--- start of ITEMS ---

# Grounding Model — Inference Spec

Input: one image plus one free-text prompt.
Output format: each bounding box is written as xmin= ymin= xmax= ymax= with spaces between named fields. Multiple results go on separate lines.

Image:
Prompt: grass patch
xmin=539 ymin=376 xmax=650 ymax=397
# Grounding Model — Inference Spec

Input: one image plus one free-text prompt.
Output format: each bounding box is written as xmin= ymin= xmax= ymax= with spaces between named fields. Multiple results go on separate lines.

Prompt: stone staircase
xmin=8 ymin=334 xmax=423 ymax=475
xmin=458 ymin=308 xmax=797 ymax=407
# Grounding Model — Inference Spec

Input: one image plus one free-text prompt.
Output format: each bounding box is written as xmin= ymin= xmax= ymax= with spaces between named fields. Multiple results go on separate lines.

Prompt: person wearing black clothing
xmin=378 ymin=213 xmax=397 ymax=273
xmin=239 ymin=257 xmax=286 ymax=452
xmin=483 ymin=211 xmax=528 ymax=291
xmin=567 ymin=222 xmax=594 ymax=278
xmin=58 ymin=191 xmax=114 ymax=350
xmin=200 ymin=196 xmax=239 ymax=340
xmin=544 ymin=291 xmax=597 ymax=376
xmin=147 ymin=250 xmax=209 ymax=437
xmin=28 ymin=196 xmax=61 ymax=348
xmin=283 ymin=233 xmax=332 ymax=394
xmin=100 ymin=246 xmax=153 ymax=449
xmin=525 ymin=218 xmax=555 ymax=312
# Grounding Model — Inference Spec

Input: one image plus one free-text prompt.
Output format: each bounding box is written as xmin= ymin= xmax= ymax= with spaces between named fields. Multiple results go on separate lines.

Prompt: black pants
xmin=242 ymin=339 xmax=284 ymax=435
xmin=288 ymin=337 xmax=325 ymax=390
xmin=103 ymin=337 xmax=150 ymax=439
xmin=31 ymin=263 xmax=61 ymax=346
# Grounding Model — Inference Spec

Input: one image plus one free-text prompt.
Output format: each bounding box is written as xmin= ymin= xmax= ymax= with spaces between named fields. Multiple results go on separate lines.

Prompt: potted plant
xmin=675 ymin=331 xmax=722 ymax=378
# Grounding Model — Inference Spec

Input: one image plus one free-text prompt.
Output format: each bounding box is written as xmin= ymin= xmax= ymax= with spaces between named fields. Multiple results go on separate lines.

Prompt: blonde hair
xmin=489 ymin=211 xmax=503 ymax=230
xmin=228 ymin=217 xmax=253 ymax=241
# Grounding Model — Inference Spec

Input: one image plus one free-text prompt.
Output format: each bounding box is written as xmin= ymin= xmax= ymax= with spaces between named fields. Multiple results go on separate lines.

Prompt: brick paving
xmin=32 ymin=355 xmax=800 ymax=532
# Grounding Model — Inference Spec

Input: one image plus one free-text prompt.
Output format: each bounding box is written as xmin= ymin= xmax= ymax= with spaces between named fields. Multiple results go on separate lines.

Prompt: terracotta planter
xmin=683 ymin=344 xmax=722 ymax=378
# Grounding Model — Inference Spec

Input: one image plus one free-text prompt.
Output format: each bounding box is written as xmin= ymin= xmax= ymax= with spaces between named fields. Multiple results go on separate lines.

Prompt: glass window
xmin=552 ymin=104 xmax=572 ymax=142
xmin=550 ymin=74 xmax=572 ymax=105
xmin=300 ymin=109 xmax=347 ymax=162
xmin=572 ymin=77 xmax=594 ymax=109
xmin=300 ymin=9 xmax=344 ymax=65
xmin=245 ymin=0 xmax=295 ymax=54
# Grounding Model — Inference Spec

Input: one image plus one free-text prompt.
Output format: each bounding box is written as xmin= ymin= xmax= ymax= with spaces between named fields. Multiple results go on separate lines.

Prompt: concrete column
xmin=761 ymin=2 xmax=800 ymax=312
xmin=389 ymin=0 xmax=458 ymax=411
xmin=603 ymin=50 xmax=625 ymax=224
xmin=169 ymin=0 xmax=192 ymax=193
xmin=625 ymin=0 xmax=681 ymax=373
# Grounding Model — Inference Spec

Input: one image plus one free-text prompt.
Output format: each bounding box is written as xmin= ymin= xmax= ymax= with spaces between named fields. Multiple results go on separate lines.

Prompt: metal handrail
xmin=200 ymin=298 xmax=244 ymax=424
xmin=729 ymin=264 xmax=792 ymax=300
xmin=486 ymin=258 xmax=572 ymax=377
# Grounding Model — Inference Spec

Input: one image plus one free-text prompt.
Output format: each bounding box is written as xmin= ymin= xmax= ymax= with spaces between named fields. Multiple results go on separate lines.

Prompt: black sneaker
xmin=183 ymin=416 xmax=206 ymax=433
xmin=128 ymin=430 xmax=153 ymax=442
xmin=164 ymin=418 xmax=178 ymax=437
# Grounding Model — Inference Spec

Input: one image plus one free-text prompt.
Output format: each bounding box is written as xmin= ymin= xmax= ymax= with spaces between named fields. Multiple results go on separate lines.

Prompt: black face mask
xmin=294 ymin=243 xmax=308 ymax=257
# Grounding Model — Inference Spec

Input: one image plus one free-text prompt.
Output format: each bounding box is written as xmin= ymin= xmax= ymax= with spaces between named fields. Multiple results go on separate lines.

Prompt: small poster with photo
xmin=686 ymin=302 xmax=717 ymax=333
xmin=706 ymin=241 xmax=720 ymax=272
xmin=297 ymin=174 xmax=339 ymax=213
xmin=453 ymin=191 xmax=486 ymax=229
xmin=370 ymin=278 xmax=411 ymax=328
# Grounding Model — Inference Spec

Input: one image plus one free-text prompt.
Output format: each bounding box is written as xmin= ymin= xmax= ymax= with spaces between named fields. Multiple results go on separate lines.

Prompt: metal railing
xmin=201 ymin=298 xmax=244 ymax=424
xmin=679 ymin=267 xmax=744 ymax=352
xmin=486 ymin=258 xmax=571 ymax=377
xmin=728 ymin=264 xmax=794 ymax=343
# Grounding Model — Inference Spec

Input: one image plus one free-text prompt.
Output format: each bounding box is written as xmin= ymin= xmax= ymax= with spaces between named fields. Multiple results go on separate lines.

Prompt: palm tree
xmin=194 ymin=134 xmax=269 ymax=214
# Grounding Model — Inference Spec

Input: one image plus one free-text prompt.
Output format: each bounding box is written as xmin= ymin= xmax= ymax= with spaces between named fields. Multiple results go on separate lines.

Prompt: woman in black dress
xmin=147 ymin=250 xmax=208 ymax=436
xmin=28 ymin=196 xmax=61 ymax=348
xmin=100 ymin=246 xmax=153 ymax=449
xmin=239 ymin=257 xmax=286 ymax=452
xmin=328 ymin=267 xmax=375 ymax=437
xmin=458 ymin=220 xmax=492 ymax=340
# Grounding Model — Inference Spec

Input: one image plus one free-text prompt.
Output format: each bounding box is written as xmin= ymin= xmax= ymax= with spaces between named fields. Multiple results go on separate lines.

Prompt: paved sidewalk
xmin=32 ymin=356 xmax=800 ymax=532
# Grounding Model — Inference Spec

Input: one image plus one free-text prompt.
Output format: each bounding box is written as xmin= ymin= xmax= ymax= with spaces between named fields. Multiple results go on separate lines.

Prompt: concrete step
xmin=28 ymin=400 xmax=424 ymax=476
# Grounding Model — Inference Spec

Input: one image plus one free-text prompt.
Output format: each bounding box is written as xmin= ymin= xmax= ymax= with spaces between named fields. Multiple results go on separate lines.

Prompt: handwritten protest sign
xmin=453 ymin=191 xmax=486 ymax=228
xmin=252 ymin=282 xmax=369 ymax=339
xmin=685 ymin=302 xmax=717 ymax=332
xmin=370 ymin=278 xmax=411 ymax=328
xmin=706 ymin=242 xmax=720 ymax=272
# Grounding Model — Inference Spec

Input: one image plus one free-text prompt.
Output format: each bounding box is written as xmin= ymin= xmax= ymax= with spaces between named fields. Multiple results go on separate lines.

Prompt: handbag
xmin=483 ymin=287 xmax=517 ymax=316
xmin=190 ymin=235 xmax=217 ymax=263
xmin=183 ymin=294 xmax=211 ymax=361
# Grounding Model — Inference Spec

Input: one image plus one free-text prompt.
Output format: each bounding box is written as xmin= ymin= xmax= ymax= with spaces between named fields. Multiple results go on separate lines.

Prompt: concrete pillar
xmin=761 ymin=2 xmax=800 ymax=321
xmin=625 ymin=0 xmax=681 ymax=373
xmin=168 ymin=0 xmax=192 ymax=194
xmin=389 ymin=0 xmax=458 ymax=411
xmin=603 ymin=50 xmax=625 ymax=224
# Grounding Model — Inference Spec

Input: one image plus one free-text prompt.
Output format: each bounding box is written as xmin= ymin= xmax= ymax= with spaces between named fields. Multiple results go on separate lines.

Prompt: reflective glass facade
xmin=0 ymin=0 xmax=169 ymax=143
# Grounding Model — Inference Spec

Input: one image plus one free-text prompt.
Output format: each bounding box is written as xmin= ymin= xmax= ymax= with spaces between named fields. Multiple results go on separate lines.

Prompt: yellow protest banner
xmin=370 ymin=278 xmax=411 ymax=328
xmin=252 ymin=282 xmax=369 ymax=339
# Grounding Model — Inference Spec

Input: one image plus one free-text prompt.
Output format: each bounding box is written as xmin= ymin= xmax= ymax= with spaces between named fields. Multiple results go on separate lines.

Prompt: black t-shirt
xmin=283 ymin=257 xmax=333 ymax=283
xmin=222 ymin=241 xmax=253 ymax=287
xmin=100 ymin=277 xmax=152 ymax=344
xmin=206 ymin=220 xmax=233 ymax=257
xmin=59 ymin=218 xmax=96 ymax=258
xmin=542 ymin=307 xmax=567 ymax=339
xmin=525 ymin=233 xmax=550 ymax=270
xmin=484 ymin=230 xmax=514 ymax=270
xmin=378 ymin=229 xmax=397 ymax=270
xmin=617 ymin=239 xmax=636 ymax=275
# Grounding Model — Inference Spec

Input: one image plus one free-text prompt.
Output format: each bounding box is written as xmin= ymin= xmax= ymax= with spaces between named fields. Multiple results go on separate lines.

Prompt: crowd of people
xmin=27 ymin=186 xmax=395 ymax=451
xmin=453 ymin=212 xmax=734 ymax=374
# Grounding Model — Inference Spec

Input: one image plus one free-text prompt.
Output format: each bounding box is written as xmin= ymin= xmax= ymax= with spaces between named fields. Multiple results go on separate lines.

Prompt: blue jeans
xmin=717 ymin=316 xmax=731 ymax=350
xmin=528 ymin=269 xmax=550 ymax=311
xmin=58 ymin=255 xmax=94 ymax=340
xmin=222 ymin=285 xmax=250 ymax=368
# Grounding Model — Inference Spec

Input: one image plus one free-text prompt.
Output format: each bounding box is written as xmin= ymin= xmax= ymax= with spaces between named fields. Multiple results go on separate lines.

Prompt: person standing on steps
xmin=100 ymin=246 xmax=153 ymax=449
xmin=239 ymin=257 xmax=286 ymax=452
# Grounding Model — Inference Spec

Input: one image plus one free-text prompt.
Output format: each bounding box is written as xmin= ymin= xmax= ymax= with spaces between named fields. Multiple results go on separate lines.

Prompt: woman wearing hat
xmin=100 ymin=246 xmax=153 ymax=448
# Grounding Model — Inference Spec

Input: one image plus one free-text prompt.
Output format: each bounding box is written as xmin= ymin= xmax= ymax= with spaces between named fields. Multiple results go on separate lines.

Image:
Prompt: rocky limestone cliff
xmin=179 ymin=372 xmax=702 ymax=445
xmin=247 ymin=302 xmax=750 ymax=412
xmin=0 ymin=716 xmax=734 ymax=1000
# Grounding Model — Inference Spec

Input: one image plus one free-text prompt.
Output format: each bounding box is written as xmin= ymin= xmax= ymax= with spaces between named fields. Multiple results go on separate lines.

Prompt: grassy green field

--- end of ITEMS ---

--- INSTRUCTIONS TO FOLLOW ---
Copy the records above word for word, starting at their first line and stopping after the line that contains "xmin=458 ymin=308 xmax=797 ymax=407".

--- EXERCISE RESPONSE ---
# Grounding Model — Inference Spec

Input: one image plus one free-text prompt.
Output format: each bounding box is written as xmin= ymin= xmax= ymax= with spaces between named fields. Multiple results go on separate lines.

Image:
Prompt: grass patch
xmin=539 ymin=376 xmax=650 ymax=397
# Grounding Model — Inference Spec

Input: one image plus one free-text prompt.
Output format: each bounding box is written as xmin= ymin= xmax= ymax= with spaces between named fields. Multiple results go on separate lines.

Prompt: stone staircase
xmin=8 ymin=334 xmax=423 ymax=475
xmin=458 ymin=308 xmax=797 ymax=407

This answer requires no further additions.